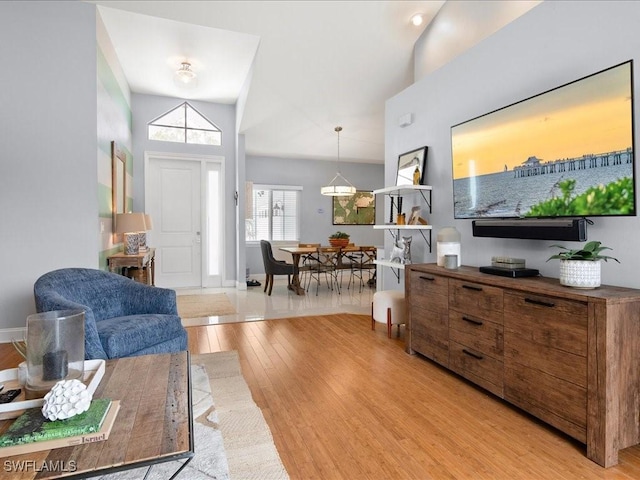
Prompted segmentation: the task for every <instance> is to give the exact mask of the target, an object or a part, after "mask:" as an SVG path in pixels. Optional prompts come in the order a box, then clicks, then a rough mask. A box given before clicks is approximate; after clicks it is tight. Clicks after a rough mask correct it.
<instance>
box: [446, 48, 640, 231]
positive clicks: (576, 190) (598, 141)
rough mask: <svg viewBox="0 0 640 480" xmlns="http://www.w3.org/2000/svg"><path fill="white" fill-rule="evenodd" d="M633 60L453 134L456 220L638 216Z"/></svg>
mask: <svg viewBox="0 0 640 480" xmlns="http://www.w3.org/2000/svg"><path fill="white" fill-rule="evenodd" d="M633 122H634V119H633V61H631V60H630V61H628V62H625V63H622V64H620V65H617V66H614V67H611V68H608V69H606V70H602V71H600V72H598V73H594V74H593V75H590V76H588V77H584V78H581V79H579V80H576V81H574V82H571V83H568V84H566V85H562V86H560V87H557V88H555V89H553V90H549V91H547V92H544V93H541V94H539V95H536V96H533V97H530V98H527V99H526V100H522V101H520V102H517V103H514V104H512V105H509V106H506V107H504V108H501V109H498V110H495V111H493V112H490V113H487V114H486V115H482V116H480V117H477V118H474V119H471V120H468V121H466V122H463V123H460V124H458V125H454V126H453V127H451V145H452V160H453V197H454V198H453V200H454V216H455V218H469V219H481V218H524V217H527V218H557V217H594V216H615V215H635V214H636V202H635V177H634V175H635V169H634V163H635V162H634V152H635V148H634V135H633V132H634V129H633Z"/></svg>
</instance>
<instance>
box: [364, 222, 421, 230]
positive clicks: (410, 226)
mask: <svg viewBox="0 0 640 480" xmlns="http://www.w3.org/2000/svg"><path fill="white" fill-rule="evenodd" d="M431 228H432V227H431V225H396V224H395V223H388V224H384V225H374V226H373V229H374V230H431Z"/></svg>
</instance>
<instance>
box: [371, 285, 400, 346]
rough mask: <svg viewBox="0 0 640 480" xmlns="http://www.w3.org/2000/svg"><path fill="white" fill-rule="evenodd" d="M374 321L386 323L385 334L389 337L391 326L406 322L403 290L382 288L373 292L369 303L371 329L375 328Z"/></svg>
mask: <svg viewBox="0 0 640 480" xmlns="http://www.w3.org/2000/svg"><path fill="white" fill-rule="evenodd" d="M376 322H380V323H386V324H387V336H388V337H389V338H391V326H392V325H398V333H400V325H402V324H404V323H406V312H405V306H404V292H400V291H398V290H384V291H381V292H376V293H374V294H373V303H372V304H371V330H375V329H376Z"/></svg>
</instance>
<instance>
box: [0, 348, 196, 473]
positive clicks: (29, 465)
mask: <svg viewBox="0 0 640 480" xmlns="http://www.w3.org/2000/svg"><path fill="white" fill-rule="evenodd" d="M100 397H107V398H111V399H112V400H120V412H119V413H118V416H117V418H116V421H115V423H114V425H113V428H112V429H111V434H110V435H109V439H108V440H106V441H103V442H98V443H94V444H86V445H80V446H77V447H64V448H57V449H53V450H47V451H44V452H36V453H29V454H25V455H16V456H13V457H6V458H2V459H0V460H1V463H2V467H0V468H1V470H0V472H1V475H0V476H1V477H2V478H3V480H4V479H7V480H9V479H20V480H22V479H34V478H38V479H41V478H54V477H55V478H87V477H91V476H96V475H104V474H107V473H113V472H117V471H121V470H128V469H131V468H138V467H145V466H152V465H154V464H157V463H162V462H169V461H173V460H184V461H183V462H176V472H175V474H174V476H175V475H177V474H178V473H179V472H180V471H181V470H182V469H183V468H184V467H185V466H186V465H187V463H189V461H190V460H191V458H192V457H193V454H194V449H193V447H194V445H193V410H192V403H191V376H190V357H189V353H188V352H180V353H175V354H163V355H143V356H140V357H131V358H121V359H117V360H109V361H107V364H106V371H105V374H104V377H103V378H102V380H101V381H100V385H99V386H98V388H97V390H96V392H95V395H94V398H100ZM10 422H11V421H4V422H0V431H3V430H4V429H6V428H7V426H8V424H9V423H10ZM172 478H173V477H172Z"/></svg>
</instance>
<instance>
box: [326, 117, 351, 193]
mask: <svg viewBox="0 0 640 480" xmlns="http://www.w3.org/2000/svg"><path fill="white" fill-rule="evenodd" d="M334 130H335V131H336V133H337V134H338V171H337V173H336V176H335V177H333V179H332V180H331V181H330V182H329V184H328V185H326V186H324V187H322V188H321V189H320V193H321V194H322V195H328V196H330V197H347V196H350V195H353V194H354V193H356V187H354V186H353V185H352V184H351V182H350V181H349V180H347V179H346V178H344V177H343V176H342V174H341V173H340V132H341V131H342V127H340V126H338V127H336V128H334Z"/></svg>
◆ ◆ ◆ ◆ ◆
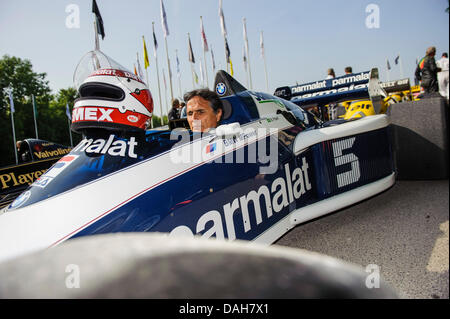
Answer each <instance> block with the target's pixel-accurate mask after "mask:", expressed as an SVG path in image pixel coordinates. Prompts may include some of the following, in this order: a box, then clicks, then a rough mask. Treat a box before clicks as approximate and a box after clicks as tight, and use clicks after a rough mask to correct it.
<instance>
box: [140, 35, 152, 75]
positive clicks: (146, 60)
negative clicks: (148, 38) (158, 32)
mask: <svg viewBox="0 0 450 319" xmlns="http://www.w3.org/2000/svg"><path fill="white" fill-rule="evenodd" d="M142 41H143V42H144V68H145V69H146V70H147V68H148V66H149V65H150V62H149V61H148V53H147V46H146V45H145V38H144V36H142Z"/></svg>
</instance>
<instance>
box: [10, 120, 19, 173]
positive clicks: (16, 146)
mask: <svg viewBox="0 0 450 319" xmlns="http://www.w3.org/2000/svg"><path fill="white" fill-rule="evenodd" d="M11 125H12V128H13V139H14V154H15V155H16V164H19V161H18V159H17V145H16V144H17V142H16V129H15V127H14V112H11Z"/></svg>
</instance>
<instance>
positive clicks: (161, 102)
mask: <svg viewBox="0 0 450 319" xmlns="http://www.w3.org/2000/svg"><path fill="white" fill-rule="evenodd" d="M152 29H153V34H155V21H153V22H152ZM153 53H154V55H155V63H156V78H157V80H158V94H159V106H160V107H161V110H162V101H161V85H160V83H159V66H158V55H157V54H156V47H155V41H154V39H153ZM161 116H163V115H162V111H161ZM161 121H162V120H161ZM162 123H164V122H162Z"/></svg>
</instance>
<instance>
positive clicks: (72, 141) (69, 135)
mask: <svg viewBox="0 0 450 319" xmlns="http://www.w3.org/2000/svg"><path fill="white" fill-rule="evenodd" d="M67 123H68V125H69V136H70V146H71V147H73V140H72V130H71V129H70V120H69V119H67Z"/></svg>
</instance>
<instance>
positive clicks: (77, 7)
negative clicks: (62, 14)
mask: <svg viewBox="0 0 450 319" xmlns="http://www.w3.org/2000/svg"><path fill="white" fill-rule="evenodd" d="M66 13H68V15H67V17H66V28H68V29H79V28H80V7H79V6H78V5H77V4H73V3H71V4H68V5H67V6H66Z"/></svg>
◆ ◆ ◆ ◆ ◆
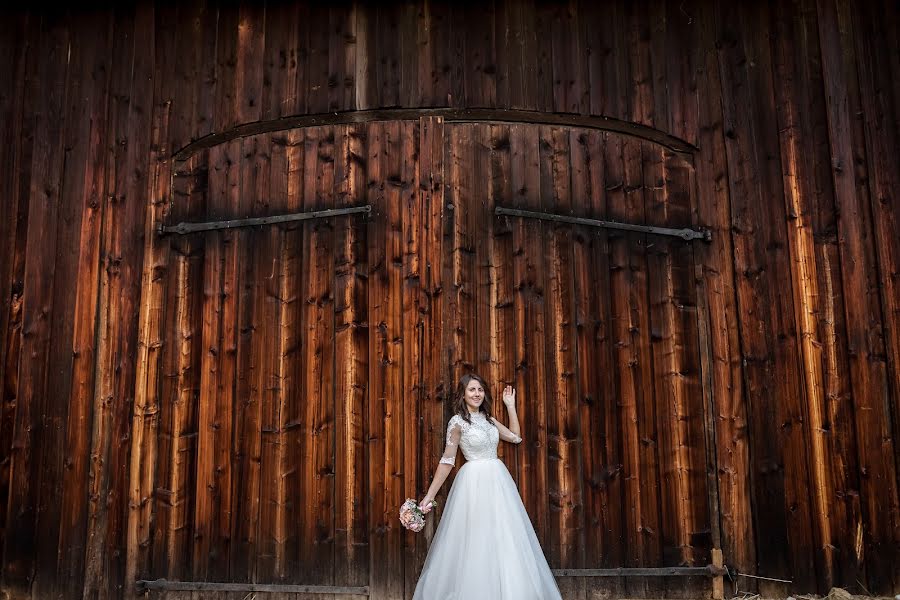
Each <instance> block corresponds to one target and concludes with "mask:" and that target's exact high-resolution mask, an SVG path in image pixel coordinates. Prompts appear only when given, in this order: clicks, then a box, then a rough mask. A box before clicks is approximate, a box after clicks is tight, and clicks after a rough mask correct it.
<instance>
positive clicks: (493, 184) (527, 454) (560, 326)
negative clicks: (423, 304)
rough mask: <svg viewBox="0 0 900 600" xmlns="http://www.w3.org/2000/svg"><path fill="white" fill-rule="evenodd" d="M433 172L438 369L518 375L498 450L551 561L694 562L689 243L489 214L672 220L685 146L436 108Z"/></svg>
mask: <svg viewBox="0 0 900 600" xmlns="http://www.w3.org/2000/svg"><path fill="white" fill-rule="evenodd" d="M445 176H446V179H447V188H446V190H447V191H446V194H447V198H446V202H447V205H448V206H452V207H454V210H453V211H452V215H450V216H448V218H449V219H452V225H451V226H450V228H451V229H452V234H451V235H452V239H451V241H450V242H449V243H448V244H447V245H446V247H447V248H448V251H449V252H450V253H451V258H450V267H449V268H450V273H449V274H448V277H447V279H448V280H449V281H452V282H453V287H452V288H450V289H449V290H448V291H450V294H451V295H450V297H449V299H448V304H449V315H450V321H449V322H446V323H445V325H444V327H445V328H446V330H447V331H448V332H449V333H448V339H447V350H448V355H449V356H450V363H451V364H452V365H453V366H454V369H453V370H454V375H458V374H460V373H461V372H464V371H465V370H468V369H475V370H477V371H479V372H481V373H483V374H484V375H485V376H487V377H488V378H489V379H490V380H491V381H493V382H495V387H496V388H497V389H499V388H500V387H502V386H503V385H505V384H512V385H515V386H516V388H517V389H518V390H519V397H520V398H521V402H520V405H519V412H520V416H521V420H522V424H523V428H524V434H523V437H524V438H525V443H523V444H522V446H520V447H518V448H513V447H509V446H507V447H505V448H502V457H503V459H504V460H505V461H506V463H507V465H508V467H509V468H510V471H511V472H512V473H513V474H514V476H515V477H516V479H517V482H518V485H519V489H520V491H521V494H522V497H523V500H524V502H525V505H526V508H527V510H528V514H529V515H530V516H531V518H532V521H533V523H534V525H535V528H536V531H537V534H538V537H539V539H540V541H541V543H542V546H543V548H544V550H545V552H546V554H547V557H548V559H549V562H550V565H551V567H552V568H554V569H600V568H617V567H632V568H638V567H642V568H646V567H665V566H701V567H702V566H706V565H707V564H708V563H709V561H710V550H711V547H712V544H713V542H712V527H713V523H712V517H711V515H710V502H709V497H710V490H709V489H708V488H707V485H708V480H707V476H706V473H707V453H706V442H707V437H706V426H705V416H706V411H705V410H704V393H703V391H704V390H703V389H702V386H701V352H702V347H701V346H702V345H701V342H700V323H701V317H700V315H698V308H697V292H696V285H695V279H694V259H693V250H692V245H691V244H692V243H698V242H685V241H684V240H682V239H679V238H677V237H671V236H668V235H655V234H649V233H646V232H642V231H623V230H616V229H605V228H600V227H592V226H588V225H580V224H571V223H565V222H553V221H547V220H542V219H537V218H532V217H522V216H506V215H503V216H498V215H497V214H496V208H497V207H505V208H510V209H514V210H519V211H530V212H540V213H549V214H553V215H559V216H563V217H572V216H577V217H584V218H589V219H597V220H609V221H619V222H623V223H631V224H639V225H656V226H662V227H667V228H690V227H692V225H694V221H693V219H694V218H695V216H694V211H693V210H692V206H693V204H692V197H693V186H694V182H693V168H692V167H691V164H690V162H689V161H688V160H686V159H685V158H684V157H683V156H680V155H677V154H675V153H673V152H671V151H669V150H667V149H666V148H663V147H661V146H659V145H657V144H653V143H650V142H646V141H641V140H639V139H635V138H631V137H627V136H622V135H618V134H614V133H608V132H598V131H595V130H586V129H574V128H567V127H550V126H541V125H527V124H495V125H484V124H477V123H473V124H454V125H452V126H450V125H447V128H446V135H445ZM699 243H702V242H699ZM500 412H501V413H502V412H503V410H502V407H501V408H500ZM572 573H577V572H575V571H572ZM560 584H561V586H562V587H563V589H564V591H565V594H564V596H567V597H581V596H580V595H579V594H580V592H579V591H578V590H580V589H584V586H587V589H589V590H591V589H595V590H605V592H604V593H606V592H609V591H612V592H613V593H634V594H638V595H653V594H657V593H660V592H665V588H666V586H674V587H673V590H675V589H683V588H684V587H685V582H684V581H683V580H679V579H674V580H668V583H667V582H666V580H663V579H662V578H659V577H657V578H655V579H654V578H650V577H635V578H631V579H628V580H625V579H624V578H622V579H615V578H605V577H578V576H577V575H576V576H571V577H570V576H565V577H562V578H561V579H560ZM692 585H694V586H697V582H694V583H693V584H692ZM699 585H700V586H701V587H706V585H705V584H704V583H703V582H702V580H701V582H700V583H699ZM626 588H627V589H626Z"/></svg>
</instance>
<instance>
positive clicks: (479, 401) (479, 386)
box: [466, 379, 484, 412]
◆ ◆ ◆ ◆ ◆
_EXERCISE_: Reproduce the data verbatim between the line containing "Each <instance> block corresponds" and the line containing "172L438 369L518 375L498", inclusive.

_ANSWER FOR THE TASK_:
Each <instance> block corresponds to one target and concludes with "mask:" and that target's exact high-resolution mask, an SVG path in image pixel coordinates. Prompts appear only when given, in this order: clicks, then a box, then a rough mask. A box before clicks is approximate, a box after clicks is tight, and clicks after a rough mask correct it.
<instance>
positive clicks: (493, 184) (527, 454) (560, 326)
negative clicks: (423, 304)
rough mask: <svg viewBox="0 0 900 600" xmlns="http://www.w3.org/2000/svg"><path fill="white" fill-rule="evenodd" d="M433 172L438 369L518 375L498 450L551 561L694 562L689 243L489 214L672 220L685 146L436 108Z"/></svg>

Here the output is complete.